**Data records:**

────────────────────────────────────────

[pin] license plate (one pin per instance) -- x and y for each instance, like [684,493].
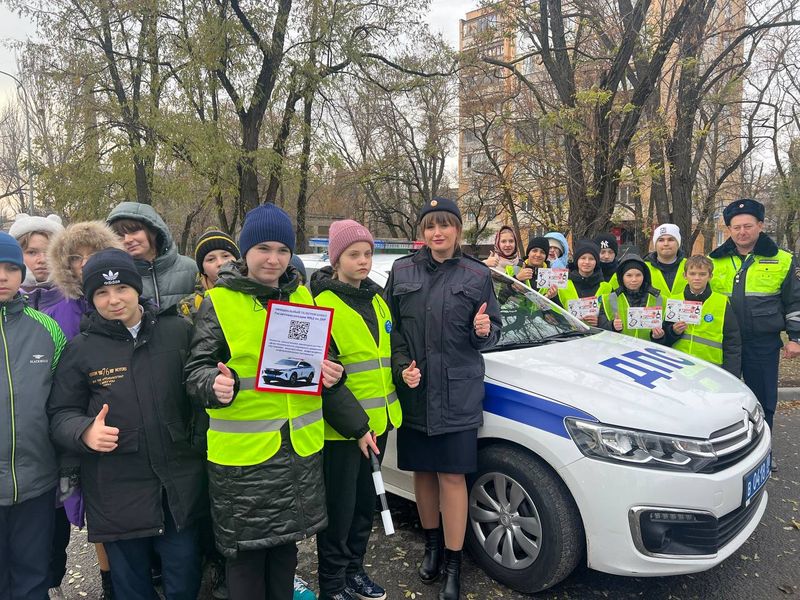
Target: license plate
[756,478]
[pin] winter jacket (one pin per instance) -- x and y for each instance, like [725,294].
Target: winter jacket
[171,276]
[433,305]
[141,380]
[731,335]
[759,315]
[340,408]
[281,500]
[562,261]
[31,347]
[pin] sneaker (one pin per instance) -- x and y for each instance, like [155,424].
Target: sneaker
[302,591]
[362,587]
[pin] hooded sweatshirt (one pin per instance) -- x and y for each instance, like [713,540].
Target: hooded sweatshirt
[171,276]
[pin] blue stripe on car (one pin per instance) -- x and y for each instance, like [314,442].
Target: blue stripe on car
[537,412]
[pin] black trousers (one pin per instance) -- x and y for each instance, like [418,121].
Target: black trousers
[26,535]
[58,555]
[760,360]
[267,574]
[351,506]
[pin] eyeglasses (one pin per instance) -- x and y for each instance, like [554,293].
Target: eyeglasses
[75,259]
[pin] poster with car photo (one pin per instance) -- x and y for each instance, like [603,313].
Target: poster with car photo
[295,342]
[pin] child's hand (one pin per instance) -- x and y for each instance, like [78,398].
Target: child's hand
[331,373]
[223,384]
[368,441]
[412,375]
[100,437]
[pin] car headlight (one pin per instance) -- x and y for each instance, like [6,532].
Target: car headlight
[640,448]
[757,417]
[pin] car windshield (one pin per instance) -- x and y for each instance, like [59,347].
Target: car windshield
[529,318]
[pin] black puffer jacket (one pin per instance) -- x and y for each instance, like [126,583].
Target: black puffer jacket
[434,305]
[142,383]
[281,500]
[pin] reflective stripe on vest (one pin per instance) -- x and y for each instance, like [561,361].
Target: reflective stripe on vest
[658,281]
[704,340]
[248,431]
[368,366]
[763,277]
[614,304]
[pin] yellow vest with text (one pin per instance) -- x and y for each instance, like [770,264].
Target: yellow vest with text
[765,275]
[368,366]
[618,304]
[704,340]
[248,431]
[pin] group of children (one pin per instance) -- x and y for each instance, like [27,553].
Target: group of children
[595,271]
[138,409]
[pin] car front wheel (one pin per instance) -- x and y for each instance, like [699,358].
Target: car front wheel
[524,529]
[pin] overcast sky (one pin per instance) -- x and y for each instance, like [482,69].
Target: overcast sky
[444,16]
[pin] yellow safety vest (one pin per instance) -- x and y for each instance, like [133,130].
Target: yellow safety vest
[658,281]
[571,292]
[248,431]
[368,366]
[764,276]
[618,304]
[704,340]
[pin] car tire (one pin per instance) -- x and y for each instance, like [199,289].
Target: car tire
[537,539]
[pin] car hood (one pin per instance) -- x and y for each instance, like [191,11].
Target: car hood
[627,382]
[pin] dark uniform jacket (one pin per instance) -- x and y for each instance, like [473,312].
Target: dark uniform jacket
[142,382]
[433,305]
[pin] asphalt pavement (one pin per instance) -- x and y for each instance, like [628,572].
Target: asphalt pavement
[767,566]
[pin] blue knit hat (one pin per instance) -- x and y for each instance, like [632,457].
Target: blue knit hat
[11,252]
[266,223]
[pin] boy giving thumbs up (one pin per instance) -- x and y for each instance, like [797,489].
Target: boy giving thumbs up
[118,402]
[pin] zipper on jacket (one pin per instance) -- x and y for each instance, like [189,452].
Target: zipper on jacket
[152,268]
[13,416]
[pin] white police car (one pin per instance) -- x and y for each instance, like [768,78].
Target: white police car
[637,458]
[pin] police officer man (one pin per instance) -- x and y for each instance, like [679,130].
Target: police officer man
[763,284]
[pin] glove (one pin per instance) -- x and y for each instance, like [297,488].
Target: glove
[68,482]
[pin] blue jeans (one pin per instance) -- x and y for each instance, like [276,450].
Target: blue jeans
[26,535]
[180,564]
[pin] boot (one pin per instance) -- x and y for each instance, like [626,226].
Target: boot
[108,588]
[451,586]
[431,566]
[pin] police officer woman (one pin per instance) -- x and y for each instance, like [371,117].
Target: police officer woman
[445,313]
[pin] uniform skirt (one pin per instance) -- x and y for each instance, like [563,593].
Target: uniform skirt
[447,453]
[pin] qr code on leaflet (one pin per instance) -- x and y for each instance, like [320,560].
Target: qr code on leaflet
[298,330]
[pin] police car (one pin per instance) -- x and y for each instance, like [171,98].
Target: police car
[631,456]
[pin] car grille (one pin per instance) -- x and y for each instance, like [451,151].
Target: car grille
[733,443]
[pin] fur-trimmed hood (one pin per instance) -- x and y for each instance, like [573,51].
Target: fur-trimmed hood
[87,235]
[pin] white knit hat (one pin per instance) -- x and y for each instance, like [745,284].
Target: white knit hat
[24,223]
[667,229]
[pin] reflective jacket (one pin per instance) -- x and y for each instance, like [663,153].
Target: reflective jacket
[763,287]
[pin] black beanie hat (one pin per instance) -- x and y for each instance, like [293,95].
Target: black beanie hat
[539,242]
[586,247]
[607,240]
[214,239]
[443,204]
[109,267]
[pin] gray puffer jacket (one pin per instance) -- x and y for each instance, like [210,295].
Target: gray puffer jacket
[278,501]
[31,347]
[171,276]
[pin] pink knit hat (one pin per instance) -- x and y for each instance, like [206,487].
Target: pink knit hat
[344,233]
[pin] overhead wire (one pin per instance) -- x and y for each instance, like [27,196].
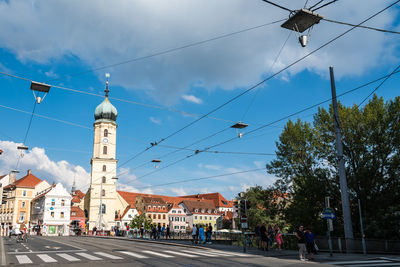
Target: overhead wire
[170,50]
[266,125]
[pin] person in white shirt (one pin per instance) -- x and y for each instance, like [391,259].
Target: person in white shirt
[194,231]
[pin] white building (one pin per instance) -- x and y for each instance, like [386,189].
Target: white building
[51,211]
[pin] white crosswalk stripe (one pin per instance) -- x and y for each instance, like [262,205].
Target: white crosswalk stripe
[68,257]
[88,256]
[110,256]
[157,254]
[202,253]
[23,259]
[181,254]
[46,258]
[133,254]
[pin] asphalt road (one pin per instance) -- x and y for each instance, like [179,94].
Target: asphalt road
[89,251]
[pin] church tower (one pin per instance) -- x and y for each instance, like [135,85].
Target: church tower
[101,198]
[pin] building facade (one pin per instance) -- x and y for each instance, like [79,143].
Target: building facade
[51,211]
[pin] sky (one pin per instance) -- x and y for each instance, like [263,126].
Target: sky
[158,89]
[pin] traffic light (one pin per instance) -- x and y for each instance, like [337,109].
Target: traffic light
[243,207]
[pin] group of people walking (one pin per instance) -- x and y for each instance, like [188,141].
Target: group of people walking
[266,236]
[201,234]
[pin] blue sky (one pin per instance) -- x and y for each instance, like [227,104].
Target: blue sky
[49,42]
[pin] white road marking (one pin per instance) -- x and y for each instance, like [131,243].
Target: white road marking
[181,254]
[157,254]
[23,259]
[68,257]
[88,256]
[201,253]
[46,258]
[108,255]
[355,262]
[133,254]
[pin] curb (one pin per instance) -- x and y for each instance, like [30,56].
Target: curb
[147,241]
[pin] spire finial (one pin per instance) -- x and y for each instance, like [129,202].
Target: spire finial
[107,76]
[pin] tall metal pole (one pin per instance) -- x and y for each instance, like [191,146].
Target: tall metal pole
[348,228]
[362,229]
[328,223]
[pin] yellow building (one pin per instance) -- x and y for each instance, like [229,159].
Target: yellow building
[19,193]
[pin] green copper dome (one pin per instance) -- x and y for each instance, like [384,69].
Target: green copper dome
[105,111]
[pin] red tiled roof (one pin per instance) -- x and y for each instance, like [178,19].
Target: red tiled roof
[78,212]
[28,181]
[217,198]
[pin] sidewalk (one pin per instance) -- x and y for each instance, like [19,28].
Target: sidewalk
[322,257]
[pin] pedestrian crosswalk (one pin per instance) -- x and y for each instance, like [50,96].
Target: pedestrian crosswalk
[33,258]
[384,262]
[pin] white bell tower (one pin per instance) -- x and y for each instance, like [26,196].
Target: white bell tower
[101,198]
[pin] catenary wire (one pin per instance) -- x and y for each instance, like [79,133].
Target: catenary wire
[170,50]
[203,178]
[373,91]
[266,125]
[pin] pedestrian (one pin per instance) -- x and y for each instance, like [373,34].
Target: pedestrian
[209,234]
[168,234]
[264,236]
[301,242]
[257,235]
[158,230]
[194,231]
[201,235]
[279,240]
[310,243]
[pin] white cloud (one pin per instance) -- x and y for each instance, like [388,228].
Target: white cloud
[43,167]
[193,99]
[41,31]
[155,120]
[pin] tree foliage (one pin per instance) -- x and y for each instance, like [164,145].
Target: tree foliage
[306,167]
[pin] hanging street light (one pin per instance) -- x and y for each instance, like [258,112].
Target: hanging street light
[39,87]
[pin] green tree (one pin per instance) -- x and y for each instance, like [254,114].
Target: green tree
[141,220]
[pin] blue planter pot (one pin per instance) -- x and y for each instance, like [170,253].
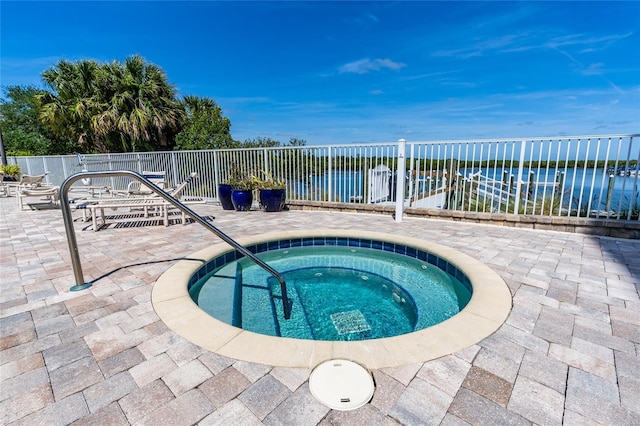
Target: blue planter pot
[224,195]
[242,200]
[272,200]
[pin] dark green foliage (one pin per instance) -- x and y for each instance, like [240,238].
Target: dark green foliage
[204,126]
[22,131]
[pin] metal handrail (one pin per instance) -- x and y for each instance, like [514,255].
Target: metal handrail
[73,244]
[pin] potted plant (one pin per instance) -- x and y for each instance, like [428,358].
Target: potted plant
[11,172]
[224,195]
[225,188]
[242,193]
[273,192]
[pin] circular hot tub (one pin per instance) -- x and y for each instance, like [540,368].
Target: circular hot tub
[378,299]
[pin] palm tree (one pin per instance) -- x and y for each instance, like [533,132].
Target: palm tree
[111,107]
[142,107]
[74,100]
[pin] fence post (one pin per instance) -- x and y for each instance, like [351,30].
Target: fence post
[400,172]
[516,204]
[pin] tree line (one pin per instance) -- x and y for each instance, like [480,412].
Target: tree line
[130,106]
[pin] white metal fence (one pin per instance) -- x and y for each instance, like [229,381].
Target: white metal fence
[586,176]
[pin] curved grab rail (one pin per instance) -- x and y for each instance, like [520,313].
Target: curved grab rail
[73,244]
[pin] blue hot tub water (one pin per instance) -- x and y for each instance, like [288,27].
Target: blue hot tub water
[340,289]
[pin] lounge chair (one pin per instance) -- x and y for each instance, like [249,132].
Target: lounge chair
[136,188]
[4,189]
[146,203]
[33,186]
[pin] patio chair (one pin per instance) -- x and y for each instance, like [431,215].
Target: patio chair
[147,203]
[4,189]
[136,188]
[33,186]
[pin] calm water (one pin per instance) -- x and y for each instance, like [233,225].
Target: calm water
[578,185]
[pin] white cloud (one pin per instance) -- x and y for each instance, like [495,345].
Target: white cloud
[363,66]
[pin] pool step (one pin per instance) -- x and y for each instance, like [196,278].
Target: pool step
[297,325]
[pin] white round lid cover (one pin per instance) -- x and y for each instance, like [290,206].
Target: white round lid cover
[341,384]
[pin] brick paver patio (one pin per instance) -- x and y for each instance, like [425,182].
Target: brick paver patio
[569,353]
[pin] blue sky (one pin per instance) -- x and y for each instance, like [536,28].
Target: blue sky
[342,72]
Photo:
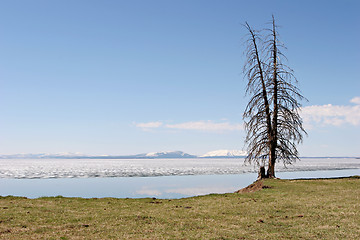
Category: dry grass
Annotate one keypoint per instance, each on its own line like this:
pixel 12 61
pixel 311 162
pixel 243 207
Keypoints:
pixel 288 209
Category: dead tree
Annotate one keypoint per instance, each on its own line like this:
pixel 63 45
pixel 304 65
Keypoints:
pixel 272 119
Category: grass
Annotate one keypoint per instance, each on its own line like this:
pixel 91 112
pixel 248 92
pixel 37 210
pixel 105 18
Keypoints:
pixel 287 209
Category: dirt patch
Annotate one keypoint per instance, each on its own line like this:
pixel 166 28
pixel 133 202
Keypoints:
pixel 256 186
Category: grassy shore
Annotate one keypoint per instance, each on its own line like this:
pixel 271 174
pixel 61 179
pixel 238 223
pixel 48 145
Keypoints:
pixel 283 209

────────────────────────────────────────

**Work request:** Look above for the line containing "pixel 248 92". Return it and each line after it exactly, through the last line, and nothing more.

**Result:**
pixel 248 92
pixel 37 210
pixel 105 18
Keypoints:
pixel 287 209
Category: dirt patch
Annotate one keypoint per instance, each on its own line like this:
pixel 166 28
pixel 133 202
Keypoints:
pixel 256 186
Category: grassy shore
Annotate one keypoint per instance, each on its own line like this:
pixel 271 174
pixel 61 179
pixel 238 223
pixel 48 145
Keypoints:
pixel 283 209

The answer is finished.